=== TASK DETAILS ===
Wherever an image appears in the entries, drop it and reproduce everything else exactly.

=== AVAILABLE DATA ===
= Beginning of Section =

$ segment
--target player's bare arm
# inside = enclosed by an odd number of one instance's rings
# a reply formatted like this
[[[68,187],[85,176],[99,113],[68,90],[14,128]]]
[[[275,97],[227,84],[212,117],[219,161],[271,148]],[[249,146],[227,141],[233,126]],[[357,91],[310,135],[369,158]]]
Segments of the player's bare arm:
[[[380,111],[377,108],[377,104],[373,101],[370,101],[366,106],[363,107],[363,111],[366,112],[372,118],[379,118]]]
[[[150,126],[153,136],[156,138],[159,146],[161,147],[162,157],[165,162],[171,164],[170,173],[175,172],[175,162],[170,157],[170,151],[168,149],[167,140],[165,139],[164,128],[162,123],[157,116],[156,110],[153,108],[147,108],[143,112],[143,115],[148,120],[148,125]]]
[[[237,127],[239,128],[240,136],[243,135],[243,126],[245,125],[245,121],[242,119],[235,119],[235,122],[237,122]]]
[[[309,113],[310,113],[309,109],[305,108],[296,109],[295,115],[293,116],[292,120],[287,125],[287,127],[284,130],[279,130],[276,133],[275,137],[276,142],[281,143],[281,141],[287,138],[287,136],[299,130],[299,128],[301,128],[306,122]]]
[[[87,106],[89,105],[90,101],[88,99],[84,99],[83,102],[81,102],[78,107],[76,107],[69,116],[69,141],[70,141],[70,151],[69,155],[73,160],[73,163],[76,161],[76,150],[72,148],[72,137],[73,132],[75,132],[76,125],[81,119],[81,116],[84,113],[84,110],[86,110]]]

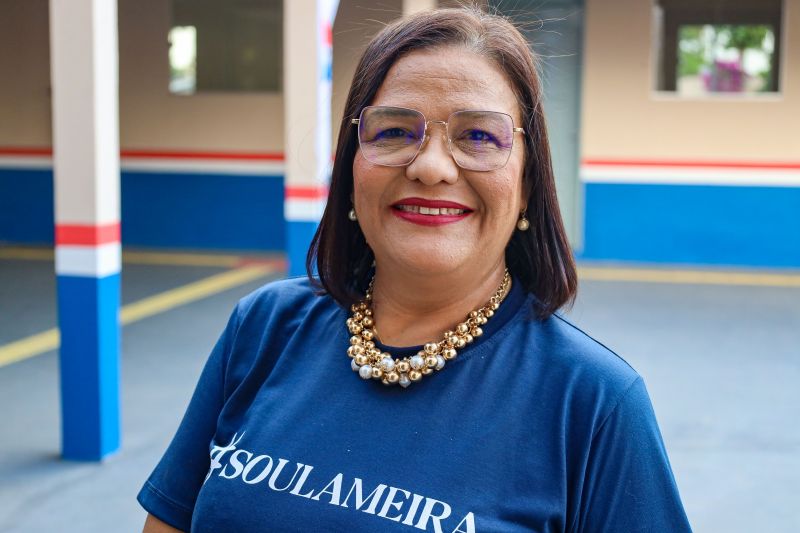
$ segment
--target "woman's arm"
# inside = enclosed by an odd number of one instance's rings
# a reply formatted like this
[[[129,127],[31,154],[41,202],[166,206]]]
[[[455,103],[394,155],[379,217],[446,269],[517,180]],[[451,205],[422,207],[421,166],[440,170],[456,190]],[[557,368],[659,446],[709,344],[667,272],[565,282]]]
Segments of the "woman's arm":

= End of Section =

=== TASK OUTPUT ===
$ segment
--target player's bare arm
# inside = enclosed by an odd number of one instance's rings
# a reply formatted like this
[[[68,187],[85,176],[99,113],[68,90],[14,128]]]
[[[275,97],[227,84],[212,117],[219,161],[271,148]],[[249,146],[227,141],[233,126]],[[357,91],[310,135],[369,158]]]
Segments of the player's bare arm:
[[[380,111],[377,108],[377,104],[373,101],[370,101],[366,106],[363,107],[363,111],[366,112],[372,118],[379,118]]]
[[[150,126],[153,136],[156,138],[159,146],[161,147],[162,157],[165,162],[171,164],[170,173],[175,172],[175,162],[170,157],[170,151],[168,149],[167,140],[165,139],[164,128],[162,123],[157,116],[156,110],[153,108],[147,108],[143,112],[143,115],[148,120],[148,125]]]
[[[237,127],[239,128],[240,136],[243,135],[243,126],[245,125],[245,121],[242,119],[235,119],[235,122],[237,122]]]
[[[309,113],[310,113],[309,109],[305,108],[296,109],[295,115],[293,116],[292,120],[287,125],[287,127],[284,130],[279,130],[276,133],[275,137],[276,142],[281,143],[281,141],[287,138],[287,136],[299,130],[299,128],[301,128],[306,122]]]
[[[87,106],[89,105],[90,101],[88,99],[84,99],[83,102],[81,102],[78,107],[76,107],[69,116],[69,141],[70,141],[70,151],[69,155],[73,160],[73,163],[76,161],[76,150],[72,148],[72,137],[73,132],[75,132],[76,125],[81,119],[81,116],[84,113],[84,110],[86,110]]]

$ segment
--target "woman's arm"
# inside = enclosed by an odd number of one instance's rings
# a reply formatted like this
[[[129,127],[31,154],[41,202],[166,206]]]
[[[455,103],[394,155],[379,217],[446,269],[517,180]],[[451,205],[422,207],[421,166],[440,170],[456,190]],[[557,368],[659,446],[709,344],[667,272],[565,282]]]
Segments of the "woman's arm":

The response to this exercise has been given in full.